> _Kaynak_:
Yeni düzenlemeler, çeşitlenen ürünler ve değişen yatırımcı alışkanlıklarıyla uzun zamandır hayal edilen büyümenin yakın olduğu düşünülüyor. Yeni dönemde büyümeye en büyük katkıyı bireysel emeklilik fonları yapacak. Özel sektör tahvilleri, kira sertifikaları ve gayrimenkule dayalı sermaye piyasası araçları da yeni dönemin diğer hızlı büyüme alanları olacak. Türkiye'de portföy yönetim sektörü yaklaşık 62 milyar TL büyüklüğe sahip. Son 5 yıllık dönemde sektörde yönetilen toplam varlık büyüklüğü yaklaşık yüzde 90 oranında büyüme gösterdi. Bu büyüme en çok bireysel emeklilikten geldi. BES'de 2007'den bu yana yönetilen varlık büyüklüğü yaklaşık 4 katına çıktı. Özel portföy yönetimi bir diğer büyüme alanı oldu. Burada da son 5 yılda yüzde 30'a yakın büyüme sağlandı. Yatırım fonları ise hala sektörün en zayıf halkası konumunda.

Koleksiyon girdileri
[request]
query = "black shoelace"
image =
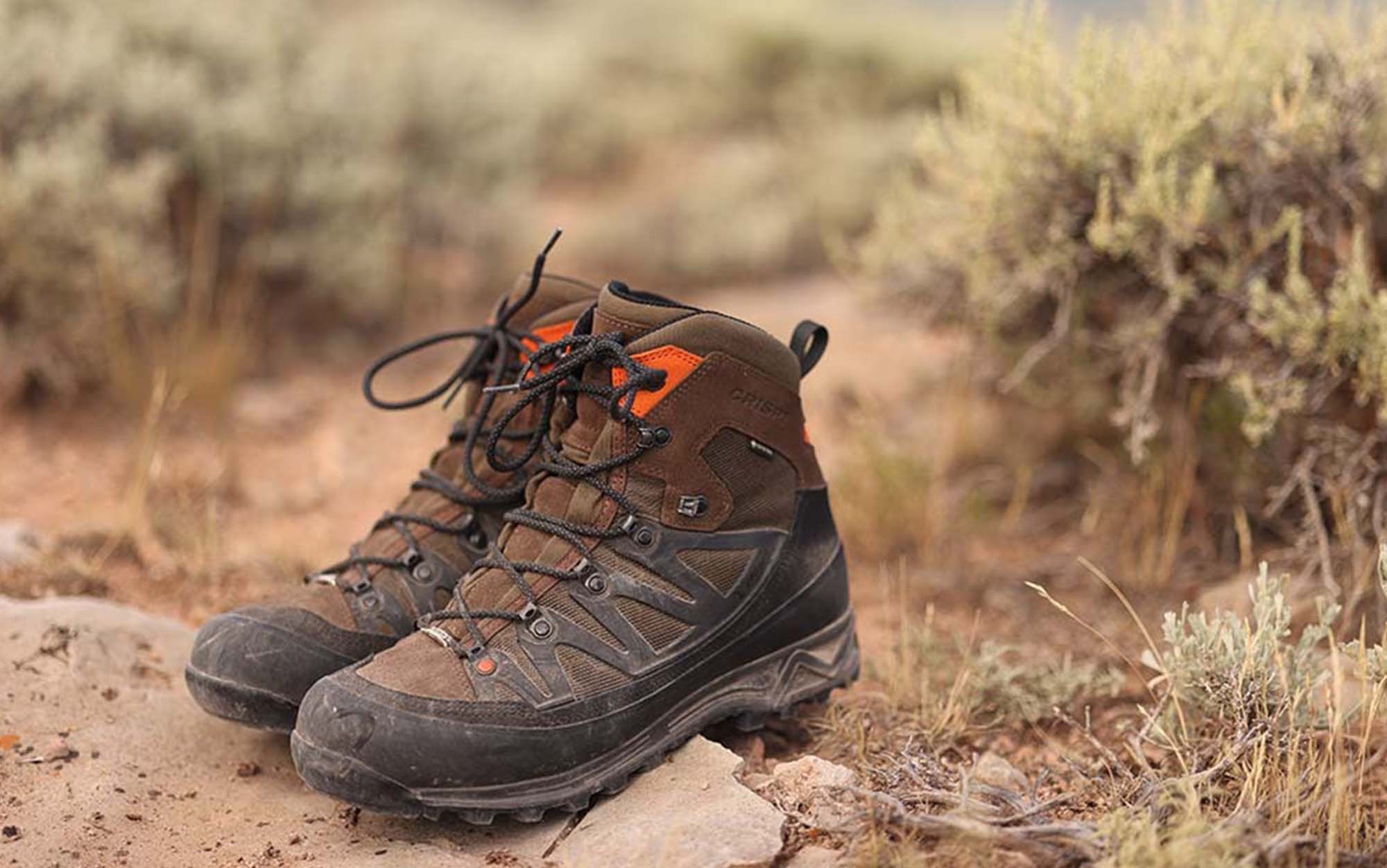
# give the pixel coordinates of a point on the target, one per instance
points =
(567, 360)
(497, 356)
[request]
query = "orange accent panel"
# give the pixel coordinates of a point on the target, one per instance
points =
(678, 365)
(547, 335)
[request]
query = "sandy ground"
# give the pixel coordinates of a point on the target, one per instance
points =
(296, 469)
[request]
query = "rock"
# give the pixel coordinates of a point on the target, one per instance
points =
(20, 544)
(995, 772)
(58, 749)
(809, 790)
(175, 787)
(687, 813)
(167, 788)
(815, 858)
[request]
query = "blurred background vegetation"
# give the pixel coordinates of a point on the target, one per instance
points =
(187, 186)
(1099, 286)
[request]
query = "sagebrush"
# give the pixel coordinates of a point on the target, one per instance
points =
(1185, 221)
(170, 170)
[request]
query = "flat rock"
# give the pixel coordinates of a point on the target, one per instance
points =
(815, 858)
(106, 761)
(148, 779)
(811, 791)
(689, 813)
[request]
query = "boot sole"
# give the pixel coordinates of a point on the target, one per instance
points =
(777, 684)
(241, 704)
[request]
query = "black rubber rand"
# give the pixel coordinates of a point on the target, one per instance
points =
(791, 640)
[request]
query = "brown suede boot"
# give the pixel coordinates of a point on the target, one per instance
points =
(255, 665)
(676, 565)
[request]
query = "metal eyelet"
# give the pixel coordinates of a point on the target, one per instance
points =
(693, 505)
(654, 437)
(474, 536)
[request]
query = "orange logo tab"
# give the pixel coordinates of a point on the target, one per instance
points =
(676, 364)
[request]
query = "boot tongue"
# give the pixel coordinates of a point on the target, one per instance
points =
(586, 442)
(635, 313)
(549, 315)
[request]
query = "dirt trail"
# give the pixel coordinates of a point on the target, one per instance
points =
(296, 471)
(300, 467)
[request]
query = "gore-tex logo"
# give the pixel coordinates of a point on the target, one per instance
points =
(758, 404)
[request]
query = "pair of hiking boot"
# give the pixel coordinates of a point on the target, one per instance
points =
(626, 540)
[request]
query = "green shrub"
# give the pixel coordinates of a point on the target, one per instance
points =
(1189, 220)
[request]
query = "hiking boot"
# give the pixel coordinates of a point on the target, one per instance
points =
(676, 565)
(256, 663)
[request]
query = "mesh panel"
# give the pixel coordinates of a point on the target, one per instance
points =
(506, 641)
(658, 627)
(395, 584)
(586, 673)
(721, 569)
(764, 489)
(560, 601)
(617, 564)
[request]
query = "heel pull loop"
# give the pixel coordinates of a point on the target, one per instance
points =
(808, 343)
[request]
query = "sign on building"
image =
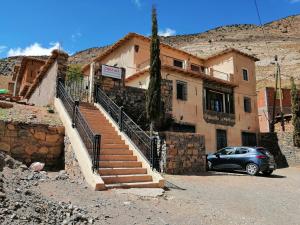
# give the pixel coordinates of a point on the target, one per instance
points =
(111, 71)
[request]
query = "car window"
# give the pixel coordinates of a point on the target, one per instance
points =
(242, 151)
(226, 151)
(263, 151)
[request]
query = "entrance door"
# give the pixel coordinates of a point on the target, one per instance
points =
(221, 139)
(249, 139)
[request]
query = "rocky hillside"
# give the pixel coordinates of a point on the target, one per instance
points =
(281, 37)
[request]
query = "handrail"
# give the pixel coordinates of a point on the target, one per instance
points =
(91, 140)
(140, 138)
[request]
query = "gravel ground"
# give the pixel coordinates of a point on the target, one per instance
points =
(208, 198)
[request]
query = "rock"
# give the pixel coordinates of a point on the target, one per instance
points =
(37, 166)
(2, 195)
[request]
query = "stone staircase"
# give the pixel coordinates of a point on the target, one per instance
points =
(119, 167)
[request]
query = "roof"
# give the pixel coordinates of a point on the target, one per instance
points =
(185, 72)
(229, 50)
(128, 37)
(43, 71)
(19, 69)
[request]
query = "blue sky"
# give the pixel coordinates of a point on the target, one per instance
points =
(36, 26)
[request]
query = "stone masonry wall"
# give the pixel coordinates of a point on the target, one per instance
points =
(280, 144)
(32, 142)
(183, 153)
(71, 163)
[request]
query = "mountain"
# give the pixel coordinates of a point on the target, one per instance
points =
(280, 37)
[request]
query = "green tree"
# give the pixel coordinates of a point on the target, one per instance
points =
(74, 73)
(295, 113)
(153, 104)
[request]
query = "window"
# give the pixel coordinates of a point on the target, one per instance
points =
(136, 48)
(249, 139)
(219, 102)
(221, 139)
(195, 68)
(247, 104)
(181, 88)
(241, 151)
(245, 74)
(226, 151)
(178, 63)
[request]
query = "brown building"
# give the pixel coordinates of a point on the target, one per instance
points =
(214, 96)
(265, 102)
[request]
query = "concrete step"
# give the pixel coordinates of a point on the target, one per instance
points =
(118, 158)
(113, 141)
(115, 152)
(118, 164)
(133, 185)
(114, 146)
(122, 171)
(113, 179)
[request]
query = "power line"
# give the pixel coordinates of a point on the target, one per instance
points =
(261, 25)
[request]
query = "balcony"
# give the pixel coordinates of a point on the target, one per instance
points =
(186, 66)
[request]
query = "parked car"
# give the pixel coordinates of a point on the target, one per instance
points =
(250, 159)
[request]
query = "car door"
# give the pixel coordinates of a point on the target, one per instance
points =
(240, 157)
(224, 158)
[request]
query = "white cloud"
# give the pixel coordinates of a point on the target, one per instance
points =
(167, 32)
(137, 3)
(2, 48)
(76, 36)
(33, 49)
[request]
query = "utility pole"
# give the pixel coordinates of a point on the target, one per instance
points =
(277, 78)
(280, 96)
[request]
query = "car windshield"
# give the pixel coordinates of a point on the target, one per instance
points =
(264, 151)
(226, 151)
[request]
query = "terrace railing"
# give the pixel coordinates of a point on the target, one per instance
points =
(91, 140)
(146, 144)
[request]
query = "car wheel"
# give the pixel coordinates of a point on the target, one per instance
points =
(209, 165)
(252, 169)
(267, 173)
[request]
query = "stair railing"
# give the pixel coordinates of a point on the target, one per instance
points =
(91, 140)
(146, 144)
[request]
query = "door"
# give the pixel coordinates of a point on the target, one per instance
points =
(240, 158)
(249, 139)
(221, 139)
(223, 158)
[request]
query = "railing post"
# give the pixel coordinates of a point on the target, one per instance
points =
(96, 152)
(121, 118)
(58, 82)
(96, 86)
(76, 104)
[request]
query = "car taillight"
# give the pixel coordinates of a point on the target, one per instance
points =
(261, 157)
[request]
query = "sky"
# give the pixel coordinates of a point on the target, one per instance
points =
(36, 27)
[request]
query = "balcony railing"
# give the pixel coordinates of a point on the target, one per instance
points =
(169, 61)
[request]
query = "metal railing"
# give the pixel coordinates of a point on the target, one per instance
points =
(91, 140)
(169, 61)
(146, 144)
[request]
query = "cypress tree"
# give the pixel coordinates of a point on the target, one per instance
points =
(153, 104)
(295, 113)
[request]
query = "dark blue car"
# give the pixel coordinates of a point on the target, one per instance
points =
(250, 159)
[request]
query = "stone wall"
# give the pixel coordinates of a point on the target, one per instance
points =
(32, 142)
(280, 144)
(71, 163)
(182, 153)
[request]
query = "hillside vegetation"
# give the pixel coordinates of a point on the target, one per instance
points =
(280, 37)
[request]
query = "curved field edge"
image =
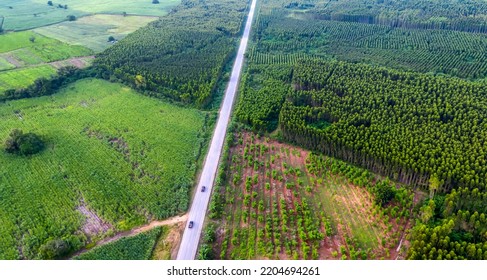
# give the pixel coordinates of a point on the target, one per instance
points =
(138, 247)
(113, 160)
(23, 15)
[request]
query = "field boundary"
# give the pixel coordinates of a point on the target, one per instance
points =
(129, 233)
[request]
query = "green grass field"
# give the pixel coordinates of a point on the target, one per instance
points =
(43, 49)
(125, 157)
(20, 78)
(93, 31)
(138, 247)
(30, 58)
(5, 65)
(27, 14)
(18, 40)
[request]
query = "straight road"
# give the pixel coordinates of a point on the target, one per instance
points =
(191, 236)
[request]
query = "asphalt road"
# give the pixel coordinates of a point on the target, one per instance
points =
(191, 236)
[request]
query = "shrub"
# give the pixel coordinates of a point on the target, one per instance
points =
(24, 144)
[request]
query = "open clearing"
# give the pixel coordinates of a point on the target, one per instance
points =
(19, 78)
(23, 60)
(126, 158)
(279, 206)
(93, 31)
(27, 14)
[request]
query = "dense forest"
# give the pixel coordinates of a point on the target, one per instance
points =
(281, 37)
(452, 227)
(182, 55)
(462, 15)
(419, 120)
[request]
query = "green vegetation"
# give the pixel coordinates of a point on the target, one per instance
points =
(23, 77)
(30, 52)
(411, 127)
(19, 40)
(418, 14)
(124, 157)
(422, 129)
(93, 31)
(452, 227)
(275, 201)
(282, 38)
(23, 143)
(137, 247)
(29, 14)
(181, 56)
(5, 65)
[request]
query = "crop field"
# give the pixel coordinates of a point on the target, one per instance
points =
(20, 78)
(29, 48)
(283, 202)
(138, 247)
(113, 159)
(23, 59)
(5, 65)
(27, 14)
(93, 31)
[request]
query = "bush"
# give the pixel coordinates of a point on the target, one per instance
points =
(24, 144)
(54, 249)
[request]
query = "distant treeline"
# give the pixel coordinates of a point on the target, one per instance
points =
(468, 15)
(48, 86)
(181, 56)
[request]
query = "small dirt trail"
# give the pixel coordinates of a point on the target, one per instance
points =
(135, 231)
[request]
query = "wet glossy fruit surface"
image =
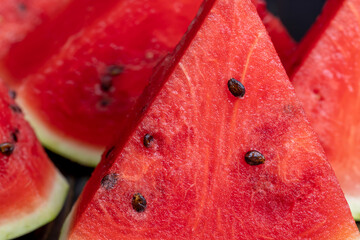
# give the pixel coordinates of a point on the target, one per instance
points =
(194, 178)
(327, 82)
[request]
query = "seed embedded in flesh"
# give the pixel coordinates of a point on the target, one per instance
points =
(14, 135)
(115, 70)
(236, 88)
(254, 158)
(106, 83)
(138, 202)
(15, 108)
(109, 181)
(7, 148)
(148, 140)
(12, 94)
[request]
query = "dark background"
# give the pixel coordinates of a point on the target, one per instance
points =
(297, 16)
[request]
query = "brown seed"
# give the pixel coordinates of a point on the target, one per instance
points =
(254, 158)
(138, 202)
(106, 83)
(14, 135)
(7, 148)
(236, 88)
(109, 181)
(148, 140)
(115, 70)
(15, 108)
(12, 94)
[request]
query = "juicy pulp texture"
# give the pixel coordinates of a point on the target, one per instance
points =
(19, 17)
(328, 84)
(67, 98)
(60, 20)
(193, 175)
(32, 191)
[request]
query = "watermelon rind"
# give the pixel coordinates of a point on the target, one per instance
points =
(66, 226)
(57, 142)
(40, 216)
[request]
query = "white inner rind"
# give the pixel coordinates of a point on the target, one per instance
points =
(76, 151)
(354, 203)
(64, 235)
(41, 215)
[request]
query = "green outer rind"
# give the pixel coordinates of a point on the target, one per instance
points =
(64, 234)
(41, 215)
(76, 151)
(354, 204)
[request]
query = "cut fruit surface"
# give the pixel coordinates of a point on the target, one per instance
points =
(31, 34)
(327, 82)
(82, 95)
(219, 149)
(32, 191)
(19, 17)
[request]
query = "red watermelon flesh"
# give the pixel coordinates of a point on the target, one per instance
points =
(19, 17)
(283, 42)
(32, 191)
(328, 84)
(179, 171)
(45, 39)
(83, 94)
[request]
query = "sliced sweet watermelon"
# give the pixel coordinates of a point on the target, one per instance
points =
(32, 191)
(283, 42)
(101, 72)
(33, 30)
(19, 17)
(83, 94)
(218, 149)
(327, 82)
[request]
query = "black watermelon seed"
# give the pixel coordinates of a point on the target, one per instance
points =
(115, 70)
(7, 148)
(254, 158)
(236, 88)
(138, 202)
(12, 94)
(148, 140)
(15, 108)
(109, 151)
(22, 7)
(14, 135)
(106, 83)
(109, 181)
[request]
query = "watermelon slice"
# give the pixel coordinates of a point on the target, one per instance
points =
(33, 30)
(32, 191)
(327, 82)
(218, 149)
(101, 73)
(88, 88)
(19, 17)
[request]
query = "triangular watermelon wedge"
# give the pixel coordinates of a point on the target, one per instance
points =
(90, 96)
(218, 149)
(328, 84)
(32, 191)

> _Yapılacak iş_: Portföy yönetimi sektörüyle ilgili metinden "Yeni düzenlemeler, çeşitlenen" ile "zayıf halkası konumunda." arasındaki bölümü, bu ifadeler de dahil olmak üzere, hiçbir değişiklik yapmadan çıkarın.

> _Alıştırma çıktısı_:
Yeni düzenlemeler, çeşitlenen ürünler ve değişen yatırımcı alışkanlıklarıyla uzun zamandır hayal edilen büyümenin yakın olduğu düşünülüyor. Yeni dönemde büyümeye en büyük katkıyı bireysel emeklilik fonları yapacak. Özel sektör tahvilleri, kira sertifikaları ve gayrimenkule dayalı sermaye piyasası araçları da yeni dönemin diğer hızlı büyüme alanları olacak. Türkiye'de portföy yönetim sektörü yaklaşık 62 milyar TL büyüklüğe sahip. Son 5 yıllık dönemde sektörde yönetilen toplam varlık büyüklüğü yaklaşık yüzde 90 oranında büyüme gösterdi. Bu büyüme en çok bireysel emeklilikten geldi. BES'de 2007'den bu yana yönetilen varlık büyüklüğü yaklaşık 4 katına çıktı. Özel portföy yönetimi bir diğer büyüme alanı oldu. Burada da son 5 yılda yüzde 30'a yakın büyüme sağlandı. Yatırım fonları ise hala sektörün en zayıf halkası konumunda.